When you reach the line with "# drop a dot on each instance of the snow on" in the listing below, transcribe it and each line after it up to and including the line with "# Target: ice formation", exactly and with nothing else.

━━ RECORD SET ━━

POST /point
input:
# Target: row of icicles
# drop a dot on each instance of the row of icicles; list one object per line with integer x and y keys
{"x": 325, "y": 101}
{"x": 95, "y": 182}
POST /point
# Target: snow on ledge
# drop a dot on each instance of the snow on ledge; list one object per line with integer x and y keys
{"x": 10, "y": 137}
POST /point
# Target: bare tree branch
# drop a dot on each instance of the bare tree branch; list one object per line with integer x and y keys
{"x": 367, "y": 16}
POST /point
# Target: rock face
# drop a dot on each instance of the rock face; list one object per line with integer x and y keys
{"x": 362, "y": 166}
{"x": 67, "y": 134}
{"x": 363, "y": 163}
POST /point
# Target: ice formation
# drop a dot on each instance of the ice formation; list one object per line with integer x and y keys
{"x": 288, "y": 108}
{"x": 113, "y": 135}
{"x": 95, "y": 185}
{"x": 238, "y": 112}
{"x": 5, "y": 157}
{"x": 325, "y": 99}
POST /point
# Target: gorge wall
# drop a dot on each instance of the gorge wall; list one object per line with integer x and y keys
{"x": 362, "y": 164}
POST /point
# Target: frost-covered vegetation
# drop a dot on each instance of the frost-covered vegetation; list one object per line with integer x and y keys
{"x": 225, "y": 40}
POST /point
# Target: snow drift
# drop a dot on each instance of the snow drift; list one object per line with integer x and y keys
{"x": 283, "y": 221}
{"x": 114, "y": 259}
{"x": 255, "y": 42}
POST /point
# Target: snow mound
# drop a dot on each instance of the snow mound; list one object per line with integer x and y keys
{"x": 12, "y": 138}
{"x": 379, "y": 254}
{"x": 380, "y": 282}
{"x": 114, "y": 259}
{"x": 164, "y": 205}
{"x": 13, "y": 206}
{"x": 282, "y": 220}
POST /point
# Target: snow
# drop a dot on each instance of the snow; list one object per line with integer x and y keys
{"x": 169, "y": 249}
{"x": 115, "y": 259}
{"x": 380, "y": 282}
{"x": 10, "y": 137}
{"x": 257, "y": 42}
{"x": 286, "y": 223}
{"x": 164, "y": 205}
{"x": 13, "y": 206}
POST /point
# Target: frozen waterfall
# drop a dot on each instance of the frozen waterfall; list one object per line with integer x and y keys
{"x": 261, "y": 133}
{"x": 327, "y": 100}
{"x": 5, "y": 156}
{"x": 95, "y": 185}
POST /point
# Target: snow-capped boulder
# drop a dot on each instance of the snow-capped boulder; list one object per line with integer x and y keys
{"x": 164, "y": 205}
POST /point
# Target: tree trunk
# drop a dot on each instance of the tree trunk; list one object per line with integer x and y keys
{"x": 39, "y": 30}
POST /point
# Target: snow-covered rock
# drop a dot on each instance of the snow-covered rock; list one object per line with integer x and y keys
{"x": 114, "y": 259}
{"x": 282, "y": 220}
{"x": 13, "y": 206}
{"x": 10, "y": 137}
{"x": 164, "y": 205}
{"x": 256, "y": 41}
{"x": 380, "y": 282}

━━━

* **OUTPUT**:
# drop a dot on each instance of the snow on ledge; list one object per line with integer x and y keys
{"x": 10, "y": 137}
POST /point
# Target: bare tree branch
# drop a dot on each instance of the bare tree branch; list one object per line with integer x and y keys
{"x": 367, "y": 16}
POST /point
# Target: rock face
# drop a dot on each instance of the rock face; list one object per line with integer x and y keys
{"x": 362, "y": 166}
{"x": 67, "y": 134}
{"x": 363, "y": 163}
POST /point
# Target: ice formation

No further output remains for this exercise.